REQUIREMENT –
How many lines below contain the word "mossy"? Reply with the number alone.

Collection entries –
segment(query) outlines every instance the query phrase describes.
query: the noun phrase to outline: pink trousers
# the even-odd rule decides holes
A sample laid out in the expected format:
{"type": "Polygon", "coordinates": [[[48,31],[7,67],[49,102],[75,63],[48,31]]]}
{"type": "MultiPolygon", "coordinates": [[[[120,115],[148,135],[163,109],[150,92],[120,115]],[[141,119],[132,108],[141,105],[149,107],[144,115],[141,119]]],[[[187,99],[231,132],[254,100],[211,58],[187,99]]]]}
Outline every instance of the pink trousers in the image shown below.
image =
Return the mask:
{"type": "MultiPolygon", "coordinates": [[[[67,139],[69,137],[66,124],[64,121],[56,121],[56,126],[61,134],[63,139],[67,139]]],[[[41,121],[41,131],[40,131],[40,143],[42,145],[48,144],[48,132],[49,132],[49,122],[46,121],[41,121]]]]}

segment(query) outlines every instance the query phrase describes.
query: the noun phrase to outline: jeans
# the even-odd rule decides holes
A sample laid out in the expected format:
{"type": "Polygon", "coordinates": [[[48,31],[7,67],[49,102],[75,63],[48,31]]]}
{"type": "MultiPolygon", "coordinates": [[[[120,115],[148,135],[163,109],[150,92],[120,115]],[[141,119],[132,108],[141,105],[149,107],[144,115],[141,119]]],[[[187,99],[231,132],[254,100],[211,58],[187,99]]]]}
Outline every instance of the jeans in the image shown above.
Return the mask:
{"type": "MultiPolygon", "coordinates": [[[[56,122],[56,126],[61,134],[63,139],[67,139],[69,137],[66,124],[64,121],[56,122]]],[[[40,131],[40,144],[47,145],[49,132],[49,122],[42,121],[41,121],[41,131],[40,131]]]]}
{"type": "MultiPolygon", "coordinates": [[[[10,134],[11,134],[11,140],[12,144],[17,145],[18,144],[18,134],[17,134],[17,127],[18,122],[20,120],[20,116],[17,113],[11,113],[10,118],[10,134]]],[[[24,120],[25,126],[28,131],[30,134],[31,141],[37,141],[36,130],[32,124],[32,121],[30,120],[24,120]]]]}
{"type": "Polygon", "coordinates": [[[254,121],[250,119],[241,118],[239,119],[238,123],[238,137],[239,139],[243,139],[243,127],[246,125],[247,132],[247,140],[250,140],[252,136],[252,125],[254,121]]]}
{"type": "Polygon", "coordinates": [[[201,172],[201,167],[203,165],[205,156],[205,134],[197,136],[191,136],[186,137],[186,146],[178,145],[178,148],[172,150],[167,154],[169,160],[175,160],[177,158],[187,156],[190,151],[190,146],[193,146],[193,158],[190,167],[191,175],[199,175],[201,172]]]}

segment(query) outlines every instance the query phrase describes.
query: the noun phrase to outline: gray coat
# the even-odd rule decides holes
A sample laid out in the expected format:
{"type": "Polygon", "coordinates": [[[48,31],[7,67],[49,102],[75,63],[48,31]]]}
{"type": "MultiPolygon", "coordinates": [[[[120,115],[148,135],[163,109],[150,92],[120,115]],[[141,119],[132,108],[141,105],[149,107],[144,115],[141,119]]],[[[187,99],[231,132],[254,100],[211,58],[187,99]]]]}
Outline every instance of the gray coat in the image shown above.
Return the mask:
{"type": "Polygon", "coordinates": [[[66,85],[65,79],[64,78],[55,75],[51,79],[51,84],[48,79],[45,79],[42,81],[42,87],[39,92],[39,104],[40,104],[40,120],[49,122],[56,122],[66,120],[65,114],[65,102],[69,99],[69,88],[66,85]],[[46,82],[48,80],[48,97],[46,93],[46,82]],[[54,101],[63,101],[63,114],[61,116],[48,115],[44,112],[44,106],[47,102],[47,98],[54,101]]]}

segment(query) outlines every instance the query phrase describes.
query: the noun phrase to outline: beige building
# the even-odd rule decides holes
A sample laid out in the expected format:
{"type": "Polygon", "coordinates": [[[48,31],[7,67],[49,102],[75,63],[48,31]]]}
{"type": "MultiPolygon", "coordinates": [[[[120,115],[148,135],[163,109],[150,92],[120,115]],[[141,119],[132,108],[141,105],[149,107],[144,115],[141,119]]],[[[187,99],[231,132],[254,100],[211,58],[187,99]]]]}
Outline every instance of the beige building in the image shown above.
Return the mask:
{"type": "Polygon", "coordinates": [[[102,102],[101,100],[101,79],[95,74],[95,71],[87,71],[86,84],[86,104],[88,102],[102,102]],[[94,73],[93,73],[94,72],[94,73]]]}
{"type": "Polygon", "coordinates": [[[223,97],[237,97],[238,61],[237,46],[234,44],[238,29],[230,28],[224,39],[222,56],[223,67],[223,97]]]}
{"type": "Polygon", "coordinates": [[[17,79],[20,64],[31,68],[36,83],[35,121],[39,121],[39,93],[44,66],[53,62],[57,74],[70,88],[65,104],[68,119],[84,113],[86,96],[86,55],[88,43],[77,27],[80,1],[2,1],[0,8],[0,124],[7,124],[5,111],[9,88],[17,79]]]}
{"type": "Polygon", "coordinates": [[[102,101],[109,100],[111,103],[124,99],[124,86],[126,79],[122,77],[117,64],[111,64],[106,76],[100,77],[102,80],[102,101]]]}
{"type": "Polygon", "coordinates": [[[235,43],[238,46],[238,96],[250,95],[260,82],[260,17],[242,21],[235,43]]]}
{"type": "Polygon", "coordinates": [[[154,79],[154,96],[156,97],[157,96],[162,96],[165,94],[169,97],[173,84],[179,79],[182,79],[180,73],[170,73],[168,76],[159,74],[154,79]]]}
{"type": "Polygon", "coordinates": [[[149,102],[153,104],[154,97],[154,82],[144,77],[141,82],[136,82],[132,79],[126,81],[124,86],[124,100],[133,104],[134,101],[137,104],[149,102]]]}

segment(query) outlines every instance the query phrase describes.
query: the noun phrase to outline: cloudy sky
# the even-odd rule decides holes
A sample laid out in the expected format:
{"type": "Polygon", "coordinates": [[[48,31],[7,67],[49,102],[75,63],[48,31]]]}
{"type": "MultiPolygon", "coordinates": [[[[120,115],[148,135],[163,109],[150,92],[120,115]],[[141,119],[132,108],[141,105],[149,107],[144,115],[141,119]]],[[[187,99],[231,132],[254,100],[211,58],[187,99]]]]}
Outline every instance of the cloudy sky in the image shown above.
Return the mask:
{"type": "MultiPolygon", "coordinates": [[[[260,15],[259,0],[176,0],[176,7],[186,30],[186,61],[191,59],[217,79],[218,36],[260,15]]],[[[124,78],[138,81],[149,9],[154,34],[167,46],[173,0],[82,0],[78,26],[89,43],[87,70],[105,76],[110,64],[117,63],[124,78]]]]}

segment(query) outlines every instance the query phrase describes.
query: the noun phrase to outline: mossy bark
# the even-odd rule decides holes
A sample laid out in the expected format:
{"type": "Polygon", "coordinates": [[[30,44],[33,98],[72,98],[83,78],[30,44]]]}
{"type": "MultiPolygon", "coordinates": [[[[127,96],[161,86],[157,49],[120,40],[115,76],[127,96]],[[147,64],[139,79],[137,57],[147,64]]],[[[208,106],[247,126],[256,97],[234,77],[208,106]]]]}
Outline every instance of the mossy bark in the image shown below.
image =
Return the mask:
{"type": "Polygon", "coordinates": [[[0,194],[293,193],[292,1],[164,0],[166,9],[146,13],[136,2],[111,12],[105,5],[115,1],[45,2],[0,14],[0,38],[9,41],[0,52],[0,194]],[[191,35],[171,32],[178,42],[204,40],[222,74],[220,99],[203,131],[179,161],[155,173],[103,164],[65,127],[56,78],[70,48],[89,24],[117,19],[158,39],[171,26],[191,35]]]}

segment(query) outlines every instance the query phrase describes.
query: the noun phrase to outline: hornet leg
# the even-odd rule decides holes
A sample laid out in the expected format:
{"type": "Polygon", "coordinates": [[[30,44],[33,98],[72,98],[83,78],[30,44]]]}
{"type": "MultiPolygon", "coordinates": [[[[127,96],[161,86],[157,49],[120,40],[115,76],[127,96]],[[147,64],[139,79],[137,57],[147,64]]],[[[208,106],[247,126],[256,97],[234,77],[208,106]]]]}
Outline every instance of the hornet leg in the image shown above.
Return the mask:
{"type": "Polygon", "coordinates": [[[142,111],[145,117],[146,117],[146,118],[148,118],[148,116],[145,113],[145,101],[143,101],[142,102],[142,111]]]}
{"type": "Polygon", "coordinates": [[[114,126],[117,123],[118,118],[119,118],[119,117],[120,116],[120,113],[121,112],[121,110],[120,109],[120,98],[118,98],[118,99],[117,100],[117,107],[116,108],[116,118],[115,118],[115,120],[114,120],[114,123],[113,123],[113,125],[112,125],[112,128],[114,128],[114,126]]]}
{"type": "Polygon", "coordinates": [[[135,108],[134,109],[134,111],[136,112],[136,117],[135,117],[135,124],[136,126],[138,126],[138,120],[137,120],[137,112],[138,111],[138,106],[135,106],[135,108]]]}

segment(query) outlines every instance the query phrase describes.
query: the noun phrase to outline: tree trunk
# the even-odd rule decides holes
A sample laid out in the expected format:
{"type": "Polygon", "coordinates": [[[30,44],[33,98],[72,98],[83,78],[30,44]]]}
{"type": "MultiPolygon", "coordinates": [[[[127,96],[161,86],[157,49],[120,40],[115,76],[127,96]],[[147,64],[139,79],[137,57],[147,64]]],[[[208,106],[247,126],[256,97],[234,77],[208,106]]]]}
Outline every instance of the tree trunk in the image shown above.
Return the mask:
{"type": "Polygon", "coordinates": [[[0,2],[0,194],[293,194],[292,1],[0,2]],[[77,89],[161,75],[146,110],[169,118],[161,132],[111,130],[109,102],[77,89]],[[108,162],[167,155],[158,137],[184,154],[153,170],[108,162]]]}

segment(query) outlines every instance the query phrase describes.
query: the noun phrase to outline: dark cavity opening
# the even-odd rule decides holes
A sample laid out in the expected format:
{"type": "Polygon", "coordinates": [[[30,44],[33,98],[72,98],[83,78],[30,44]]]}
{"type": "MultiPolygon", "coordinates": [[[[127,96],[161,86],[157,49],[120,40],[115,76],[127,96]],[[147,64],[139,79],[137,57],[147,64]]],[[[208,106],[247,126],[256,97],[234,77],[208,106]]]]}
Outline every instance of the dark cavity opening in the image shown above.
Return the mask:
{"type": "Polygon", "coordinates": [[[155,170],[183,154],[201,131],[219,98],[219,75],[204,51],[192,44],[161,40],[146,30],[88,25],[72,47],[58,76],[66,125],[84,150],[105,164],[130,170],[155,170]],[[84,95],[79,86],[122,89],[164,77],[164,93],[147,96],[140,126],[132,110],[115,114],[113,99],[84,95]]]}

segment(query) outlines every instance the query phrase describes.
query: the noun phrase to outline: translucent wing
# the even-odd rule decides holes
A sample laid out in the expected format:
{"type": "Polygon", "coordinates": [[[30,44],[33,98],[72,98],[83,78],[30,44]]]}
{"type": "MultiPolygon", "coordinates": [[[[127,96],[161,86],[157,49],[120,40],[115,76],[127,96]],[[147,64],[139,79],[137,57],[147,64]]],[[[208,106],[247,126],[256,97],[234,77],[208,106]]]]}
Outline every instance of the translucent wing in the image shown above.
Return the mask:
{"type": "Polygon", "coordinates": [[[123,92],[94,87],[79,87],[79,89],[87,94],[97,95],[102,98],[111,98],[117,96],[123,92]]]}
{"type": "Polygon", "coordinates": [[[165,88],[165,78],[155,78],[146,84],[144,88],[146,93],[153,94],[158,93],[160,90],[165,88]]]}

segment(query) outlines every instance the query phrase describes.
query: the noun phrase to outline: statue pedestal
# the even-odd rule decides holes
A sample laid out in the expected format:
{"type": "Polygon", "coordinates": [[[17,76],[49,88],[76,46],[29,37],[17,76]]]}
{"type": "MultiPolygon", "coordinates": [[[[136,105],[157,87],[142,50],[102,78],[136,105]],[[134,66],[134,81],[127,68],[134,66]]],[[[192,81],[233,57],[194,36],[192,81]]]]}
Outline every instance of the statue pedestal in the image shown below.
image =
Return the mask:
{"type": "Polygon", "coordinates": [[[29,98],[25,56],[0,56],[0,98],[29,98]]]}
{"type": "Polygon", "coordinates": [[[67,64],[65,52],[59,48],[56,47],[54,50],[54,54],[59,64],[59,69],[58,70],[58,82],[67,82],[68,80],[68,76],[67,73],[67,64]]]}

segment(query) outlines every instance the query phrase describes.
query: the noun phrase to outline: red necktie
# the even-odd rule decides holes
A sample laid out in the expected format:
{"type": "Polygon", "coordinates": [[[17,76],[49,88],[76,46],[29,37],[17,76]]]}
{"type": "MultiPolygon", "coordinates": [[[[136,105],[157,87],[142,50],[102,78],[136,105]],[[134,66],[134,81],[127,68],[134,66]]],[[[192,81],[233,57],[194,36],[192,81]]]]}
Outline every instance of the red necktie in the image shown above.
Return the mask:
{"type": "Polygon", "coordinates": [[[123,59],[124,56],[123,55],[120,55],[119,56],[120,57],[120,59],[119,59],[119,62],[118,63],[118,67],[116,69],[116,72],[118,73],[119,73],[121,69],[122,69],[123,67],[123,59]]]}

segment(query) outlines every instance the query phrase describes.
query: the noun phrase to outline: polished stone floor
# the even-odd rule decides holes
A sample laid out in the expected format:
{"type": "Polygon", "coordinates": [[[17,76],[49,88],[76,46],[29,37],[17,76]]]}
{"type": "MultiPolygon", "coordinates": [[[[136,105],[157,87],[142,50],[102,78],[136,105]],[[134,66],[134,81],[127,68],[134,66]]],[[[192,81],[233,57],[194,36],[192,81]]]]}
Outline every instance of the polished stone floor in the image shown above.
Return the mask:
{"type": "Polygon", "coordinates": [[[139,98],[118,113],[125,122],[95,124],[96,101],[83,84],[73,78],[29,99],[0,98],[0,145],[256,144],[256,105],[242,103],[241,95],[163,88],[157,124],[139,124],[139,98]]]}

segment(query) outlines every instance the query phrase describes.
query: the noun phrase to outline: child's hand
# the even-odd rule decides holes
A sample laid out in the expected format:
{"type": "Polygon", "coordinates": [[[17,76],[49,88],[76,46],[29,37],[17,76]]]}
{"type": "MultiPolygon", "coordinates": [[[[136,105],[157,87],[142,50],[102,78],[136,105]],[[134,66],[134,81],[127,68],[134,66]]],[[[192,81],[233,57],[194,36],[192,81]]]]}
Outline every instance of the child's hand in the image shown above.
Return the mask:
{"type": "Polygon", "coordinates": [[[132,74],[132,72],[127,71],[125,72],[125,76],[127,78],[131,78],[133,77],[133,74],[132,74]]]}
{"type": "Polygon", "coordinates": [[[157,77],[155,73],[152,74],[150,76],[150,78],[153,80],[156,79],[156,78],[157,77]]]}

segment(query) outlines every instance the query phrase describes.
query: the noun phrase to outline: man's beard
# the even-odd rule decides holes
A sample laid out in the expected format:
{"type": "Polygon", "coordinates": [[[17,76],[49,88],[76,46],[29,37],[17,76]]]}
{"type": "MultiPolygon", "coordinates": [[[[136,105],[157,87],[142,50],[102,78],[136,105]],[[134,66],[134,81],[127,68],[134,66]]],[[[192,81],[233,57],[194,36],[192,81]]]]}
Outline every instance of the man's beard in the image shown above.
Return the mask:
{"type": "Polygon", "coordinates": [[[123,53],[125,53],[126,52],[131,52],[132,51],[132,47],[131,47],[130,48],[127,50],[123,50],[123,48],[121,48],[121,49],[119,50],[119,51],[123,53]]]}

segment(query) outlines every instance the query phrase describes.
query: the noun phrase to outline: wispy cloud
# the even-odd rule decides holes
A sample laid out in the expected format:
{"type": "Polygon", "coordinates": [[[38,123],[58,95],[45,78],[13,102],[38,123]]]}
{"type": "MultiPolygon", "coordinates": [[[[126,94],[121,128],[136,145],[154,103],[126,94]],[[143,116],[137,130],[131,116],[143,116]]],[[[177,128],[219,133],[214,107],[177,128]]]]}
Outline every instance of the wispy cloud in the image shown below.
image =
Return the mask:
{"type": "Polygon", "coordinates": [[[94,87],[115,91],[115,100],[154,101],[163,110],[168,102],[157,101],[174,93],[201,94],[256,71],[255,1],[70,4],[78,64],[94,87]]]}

COMPLETE ANSWER –
2